Copy the rows in full, starting at the row that contains "Each instance of the white" and ending at the row that contains "[(356, 82)]", both included, and offset every coordinate in the answers by adding 76.

^^^^^^^^^^^^^^^^

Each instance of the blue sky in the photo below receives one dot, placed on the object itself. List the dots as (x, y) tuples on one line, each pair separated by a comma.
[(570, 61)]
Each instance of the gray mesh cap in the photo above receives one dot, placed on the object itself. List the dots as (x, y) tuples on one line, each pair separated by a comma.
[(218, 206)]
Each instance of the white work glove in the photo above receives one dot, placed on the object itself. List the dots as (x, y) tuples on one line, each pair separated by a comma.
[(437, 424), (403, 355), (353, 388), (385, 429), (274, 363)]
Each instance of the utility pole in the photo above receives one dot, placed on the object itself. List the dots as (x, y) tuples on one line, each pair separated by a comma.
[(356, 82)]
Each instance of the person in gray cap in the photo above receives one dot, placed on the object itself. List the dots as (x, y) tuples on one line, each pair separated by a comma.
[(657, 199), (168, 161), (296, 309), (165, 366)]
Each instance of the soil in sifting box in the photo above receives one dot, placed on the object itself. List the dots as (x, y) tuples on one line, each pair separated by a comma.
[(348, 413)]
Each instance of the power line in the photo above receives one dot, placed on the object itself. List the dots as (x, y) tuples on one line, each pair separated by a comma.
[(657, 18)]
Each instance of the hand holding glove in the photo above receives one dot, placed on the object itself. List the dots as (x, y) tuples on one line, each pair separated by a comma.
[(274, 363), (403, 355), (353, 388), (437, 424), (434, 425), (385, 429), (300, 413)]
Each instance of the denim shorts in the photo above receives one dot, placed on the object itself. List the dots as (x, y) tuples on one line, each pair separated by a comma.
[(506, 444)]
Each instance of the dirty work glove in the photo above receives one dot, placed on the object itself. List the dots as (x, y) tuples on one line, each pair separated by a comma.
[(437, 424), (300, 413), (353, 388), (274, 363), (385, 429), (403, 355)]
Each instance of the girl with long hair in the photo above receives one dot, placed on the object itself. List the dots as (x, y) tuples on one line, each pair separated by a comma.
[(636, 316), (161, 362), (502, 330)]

^^^^^^^^^^^^^^^^

— Worked solution —
Each instance of the white work glove in the photo above receives one dot, placed on the object itself. List the dots as (x, y) tuples on one line, each pair separated by a comma.
[(513, 500), (479, 431), (429, 464), (461, 505), (350, 439)]
Each instance of the utility pole in the photo above receives one dot, placed on the object itself. List the dots as (x, y) tuples on one line, each pair separated by a comma.
[(432, 158)]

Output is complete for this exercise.